__Text passage__:
* * * * * * *
San Antonio Express-News

Brown’s steady hand helped Warriors somehow prevail

- By Ann Killion

SAN FRANCISCO — Never a doubt, right?

The Warriors took their first lead in Monday night’s Game 4 with 47.5 seconds to play, put the game away thanks to Stephen Curry free throws, and grabbed a 3-1 lead in their Western Conference semifinals series with the Memphis Grizzlies.

Anyone panicking while the Warriors were playing their ugliest playoff game in recent memory forgot about the Mike Brown factor.

Brown — who found out about 75 minutes before the game that he would be coaching instead of Steve Kerr — is undefeated in the playoffs as the Warriors’ interim head coach, now 12-0. That could bode well if he has to coach Game 5 in Memphis on Wednesday, as seems all but certain.

“At this point in the year, you want to win ballgames,” Brown said after the emotional and ugly 101-98 win. “It doesn’t matter how you get there. We found a way to win tonight.”
* * * * * * *
Continue the article about Mike Brown coaching the Warriors to a Game 4 win over the Grizzlies, picking up after its last sentence. The rows that come next are not needed for this.

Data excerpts
* * * * * * *
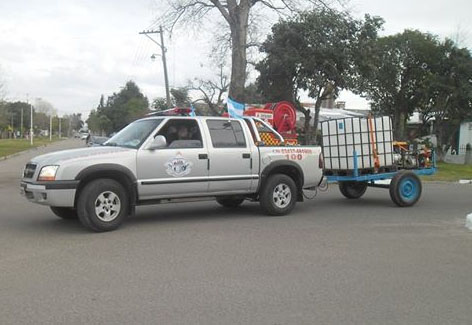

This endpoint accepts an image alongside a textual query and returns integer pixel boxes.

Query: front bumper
[20,181,79,207]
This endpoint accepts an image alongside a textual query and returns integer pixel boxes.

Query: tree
[87,81,149,134]
[256,9,383,144]
[160,0,340,102]
[151,97,172,111]
[189,64,229,115]
[417,39,472,159]
[357,30,441,140]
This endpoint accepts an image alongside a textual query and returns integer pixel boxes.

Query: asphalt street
[0,140,472,324]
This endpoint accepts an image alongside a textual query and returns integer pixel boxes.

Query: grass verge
[0,137,59,159]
* * * * * * *
__Output__:
Brown was back in the coaching seat and knew what to do. The Warriors were in a tight game in the playoffs and knew what to do.

They waited out the young Grizzlies, played defense, and never lost confidence.

“I had a feeling we were going to win,” Klay Thompson said.

They found a way but, oh, it was ugly. Not ugly like the physical, bruising ball we’d seen earlier in the series. No this was just plain ugly. Like Sacramento Kings ugly.

Charles Barkley joked at halftime that “if Mike Brown loses this game, he’s gonna get fired by the Sacramento Kings.” Ouch.

Brown was officially named the new coach of the Kings on Monday morning, so he had some things on his mind. But then a little more than an hour before Game 4, the Warriors announced that Kerr had tested positive for the coronaviru­s and that Brown would coach the game.

From assistant coach on Sunday to head coach of two teams on Monday.

“It was a very interestin­g day for me,” Brown said.

Brown’s calm, understate­d presence brought back memories of 2017. During that title run, Kerr was sidelined with back problems and headaches, the same issues that plagued him a season earlier when Luke Walton stepped in for him.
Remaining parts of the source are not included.